Records:
-=-=-

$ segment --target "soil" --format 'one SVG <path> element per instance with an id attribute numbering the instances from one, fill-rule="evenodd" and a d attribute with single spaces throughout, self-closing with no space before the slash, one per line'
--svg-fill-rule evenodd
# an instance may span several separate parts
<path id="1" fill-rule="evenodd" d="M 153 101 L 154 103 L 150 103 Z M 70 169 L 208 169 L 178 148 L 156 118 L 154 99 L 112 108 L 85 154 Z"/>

-=-=-

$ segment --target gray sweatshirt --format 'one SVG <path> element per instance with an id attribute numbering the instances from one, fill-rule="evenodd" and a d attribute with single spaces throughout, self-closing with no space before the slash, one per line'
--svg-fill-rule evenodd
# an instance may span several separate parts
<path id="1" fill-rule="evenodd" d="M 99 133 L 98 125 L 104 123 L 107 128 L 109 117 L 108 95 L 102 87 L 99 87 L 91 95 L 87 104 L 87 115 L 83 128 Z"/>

-=-=-

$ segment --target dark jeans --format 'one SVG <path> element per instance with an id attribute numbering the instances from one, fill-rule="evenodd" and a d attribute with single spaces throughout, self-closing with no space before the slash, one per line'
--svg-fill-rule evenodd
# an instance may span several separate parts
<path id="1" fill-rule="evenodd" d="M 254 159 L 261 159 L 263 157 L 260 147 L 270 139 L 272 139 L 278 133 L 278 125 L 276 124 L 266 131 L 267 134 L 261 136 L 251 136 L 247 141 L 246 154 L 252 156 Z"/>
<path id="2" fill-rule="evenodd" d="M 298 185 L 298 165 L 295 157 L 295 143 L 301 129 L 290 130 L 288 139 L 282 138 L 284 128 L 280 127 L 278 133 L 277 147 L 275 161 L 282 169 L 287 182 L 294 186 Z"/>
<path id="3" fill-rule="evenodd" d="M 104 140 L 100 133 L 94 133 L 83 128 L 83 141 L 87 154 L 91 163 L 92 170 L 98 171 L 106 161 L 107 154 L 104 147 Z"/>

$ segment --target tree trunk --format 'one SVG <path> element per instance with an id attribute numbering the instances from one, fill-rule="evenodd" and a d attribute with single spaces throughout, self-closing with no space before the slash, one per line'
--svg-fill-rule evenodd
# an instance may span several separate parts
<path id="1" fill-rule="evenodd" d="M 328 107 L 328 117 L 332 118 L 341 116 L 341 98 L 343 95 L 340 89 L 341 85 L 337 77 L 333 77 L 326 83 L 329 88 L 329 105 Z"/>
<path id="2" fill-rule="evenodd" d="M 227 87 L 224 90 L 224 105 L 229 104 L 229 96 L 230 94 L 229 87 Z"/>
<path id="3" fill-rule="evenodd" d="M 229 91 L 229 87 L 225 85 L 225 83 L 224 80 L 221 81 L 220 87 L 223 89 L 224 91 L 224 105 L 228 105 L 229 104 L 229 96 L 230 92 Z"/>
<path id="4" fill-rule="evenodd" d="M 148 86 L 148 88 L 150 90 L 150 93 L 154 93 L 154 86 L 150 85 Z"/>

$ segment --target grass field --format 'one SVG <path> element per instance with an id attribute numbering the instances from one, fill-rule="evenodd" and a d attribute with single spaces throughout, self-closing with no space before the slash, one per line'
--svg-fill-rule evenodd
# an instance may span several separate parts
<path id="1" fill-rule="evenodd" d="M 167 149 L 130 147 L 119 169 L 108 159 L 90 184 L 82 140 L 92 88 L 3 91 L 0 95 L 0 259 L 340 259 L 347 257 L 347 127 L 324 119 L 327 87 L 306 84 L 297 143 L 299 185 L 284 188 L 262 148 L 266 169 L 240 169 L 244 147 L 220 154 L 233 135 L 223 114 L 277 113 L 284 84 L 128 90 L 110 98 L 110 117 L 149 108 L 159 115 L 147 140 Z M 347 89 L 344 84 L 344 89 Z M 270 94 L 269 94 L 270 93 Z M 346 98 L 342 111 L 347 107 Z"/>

-=-=-

Written task: Copy these lines word for word, beginning at the line that contains "segment --target tree" and ending after the line that contains "328 107 L 328".

Answer to this exercise:
$ segment --target tree trunk --format 'one SVG <path> element per instance with an id attribute numbering the instances from one, fill-rule="evenodd" and a d attribute with single spaces throughout, self-closing with no space before the slash, one per line'
--svg-fill-rule evenodd
# an instance may span several separate parts
<path id="1" fill-rule="evenodd" d="M 328 107 L 328 117 L 332 118 L 341 116 L 341 98 L 343 95 L 340 89 L 341 85 L 337 77 L 333 77 L 326 83 L 329 88 L 329 105 Z"/>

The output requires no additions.